[Activity] Repeat, please, only the lines from the top of the data down to the line with "Target — store glass door."; include both of those lines.
------ Information shown
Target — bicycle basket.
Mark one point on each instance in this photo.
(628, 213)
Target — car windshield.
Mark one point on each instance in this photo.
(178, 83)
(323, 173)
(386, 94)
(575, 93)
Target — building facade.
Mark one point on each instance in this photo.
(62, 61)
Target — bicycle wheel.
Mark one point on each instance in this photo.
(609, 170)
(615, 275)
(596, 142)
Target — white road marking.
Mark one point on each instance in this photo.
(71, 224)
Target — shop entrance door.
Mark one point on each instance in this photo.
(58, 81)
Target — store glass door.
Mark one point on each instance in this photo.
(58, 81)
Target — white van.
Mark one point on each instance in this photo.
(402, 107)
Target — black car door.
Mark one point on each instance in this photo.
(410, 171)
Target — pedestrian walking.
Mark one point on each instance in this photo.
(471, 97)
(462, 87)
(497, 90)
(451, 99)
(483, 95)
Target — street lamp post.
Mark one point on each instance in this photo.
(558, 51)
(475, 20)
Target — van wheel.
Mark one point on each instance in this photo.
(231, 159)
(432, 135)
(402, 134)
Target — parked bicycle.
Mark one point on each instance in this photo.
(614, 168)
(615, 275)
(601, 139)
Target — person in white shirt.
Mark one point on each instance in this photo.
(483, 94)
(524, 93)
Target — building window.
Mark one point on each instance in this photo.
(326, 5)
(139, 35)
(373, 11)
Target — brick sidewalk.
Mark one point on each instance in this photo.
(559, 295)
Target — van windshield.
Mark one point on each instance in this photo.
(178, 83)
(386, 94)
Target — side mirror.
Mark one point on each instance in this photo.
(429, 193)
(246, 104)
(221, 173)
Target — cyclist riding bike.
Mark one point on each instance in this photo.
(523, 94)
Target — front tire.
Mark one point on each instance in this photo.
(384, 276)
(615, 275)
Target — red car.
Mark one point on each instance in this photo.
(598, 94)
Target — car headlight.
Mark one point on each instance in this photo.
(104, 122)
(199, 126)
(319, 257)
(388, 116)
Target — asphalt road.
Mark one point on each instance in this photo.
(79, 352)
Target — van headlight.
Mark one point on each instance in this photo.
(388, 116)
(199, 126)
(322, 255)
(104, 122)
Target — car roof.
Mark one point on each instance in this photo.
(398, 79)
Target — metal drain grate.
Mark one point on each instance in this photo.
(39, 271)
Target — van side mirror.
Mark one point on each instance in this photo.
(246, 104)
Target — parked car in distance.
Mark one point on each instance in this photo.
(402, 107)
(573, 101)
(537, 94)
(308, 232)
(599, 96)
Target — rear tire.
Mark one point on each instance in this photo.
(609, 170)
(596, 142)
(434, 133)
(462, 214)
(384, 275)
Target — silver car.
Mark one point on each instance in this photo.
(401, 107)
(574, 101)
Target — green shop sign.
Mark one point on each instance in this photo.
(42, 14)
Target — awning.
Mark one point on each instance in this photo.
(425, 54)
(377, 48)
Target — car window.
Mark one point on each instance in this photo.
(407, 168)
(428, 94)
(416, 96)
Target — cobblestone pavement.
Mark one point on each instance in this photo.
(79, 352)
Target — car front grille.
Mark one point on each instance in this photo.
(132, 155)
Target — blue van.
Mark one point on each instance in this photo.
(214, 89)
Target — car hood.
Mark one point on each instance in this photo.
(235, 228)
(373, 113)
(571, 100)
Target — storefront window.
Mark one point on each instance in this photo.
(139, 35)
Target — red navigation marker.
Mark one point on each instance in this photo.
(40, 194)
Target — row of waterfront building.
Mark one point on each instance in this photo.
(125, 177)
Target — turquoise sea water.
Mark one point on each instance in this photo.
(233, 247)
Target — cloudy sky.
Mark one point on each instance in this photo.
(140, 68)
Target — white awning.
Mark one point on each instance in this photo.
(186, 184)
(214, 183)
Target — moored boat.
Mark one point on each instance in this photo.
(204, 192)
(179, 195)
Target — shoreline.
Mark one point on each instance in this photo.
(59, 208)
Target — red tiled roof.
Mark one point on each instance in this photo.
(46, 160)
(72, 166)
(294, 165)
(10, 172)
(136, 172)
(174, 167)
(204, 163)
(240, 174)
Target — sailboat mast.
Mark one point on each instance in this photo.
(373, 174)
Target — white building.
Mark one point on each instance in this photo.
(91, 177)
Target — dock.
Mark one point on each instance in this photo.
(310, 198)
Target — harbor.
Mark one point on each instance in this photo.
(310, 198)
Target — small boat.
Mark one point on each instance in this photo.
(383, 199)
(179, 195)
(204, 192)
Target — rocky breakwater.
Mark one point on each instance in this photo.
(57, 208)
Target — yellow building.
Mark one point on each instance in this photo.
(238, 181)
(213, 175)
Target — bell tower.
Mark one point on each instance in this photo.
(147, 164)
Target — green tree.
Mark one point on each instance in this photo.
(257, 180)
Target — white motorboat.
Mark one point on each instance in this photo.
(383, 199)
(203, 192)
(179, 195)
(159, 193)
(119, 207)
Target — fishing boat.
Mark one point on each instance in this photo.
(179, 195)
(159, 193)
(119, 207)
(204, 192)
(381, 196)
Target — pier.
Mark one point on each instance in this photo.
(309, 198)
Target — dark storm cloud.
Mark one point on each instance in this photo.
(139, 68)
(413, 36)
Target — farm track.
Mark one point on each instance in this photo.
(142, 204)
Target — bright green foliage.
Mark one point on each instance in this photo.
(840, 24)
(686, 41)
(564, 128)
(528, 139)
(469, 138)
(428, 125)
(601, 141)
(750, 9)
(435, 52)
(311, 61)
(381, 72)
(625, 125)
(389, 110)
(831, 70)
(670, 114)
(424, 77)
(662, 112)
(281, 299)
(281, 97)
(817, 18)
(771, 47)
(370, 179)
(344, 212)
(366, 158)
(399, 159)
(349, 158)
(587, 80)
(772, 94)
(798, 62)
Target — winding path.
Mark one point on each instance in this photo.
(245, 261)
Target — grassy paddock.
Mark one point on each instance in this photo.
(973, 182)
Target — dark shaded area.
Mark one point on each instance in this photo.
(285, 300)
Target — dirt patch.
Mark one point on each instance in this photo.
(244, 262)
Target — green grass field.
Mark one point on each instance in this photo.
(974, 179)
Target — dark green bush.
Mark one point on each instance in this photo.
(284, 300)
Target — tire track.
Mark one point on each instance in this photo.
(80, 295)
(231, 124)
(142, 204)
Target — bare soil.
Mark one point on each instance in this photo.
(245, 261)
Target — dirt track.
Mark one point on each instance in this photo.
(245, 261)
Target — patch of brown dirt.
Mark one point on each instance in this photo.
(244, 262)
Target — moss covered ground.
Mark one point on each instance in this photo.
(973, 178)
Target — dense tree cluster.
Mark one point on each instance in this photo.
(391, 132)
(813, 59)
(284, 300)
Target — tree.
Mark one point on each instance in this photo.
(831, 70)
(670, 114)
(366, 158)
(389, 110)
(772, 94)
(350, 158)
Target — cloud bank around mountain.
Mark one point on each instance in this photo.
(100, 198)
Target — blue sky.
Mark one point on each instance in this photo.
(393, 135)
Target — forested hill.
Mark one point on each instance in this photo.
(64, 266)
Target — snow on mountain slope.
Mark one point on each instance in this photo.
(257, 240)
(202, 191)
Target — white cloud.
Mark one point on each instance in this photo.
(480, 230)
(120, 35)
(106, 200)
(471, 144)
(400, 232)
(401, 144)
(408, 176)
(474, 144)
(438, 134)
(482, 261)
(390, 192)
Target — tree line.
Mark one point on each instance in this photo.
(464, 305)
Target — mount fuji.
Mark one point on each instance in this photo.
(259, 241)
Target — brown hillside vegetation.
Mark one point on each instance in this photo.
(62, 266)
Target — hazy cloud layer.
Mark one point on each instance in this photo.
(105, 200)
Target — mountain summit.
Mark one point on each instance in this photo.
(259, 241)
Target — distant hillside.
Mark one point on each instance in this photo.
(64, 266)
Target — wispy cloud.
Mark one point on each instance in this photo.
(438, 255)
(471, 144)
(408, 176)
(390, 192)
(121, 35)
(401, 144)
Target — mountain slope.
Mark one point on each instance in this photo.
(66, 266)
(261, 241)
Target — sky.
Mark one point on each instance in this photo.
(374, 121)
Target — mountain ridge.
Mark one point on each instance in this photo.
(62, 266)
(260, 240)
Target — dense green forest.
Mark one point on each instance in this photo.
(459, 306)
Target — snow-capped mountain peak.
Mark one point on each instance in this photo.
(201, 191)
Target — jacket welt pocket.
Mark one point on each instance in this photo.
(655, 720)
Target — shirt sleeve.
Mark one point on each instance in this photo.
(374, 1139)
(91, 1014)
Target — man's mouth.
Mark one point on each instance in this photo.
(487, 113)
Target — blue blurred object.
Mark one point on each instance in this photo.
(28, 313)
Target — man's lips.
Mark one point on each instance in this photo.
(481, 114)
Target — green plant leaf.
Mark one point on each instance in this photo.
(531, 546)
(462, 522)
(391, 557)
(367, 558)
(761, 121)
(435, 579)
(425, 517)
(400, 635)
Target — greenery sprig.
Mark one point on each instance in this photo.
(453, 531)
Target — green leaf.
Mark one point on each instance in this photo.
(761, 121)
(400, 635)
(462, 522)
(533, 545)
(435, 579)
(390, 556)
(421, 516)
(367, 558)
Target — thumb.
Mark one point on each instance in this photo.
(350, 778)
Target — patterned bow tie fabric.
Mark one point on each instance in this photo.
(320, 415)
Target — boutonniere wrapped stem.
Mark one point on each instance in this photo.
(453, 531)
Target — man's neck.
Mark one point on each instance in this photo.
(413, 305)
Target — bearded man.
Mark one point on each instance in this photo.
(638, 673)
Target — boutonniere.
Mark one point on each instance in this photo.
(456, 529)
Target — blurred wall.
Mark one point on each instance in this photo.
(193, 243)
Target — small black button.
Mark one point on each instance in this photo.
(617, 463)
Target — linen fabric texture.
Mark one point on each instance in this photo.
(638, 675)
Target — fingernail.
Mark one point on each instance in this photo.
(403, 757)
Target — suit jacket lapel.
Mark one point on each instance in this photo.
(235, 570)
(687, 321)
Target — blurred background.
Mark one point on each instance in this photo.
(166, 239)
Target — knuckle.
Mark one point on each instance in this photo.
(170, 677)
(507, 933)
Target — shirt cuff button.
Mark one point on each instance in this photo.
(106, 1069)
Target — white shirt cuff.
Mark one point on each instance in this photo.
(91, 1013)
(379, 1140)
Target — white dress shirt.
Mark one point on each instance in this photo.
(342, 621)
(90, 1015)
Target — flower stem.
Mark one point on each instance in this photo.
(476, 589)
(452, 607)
------------
[Solution for this problem]
Target — bicycle basket.
Mark one point on each instance in this photo.
(628, 213)
Target — car windshield.
Mark one point on each instance in this photo.
(178, 83)
(323, 173)
(386, 94)
(575, 93)
Target — building facade.
Mark one point on each instance in this photo.
(62, 61)
Target — bicycle wheel.
Mark one point on each instance in this photo.
(609, 170)
(615, 275)
(596, 142)
Target — white road marking.
Mark one point on each instance in this photo.
(71, 224)
Target — shop entrance door.
Mark one point on each instance in this photo.
(58, 81)
Target — store glass door.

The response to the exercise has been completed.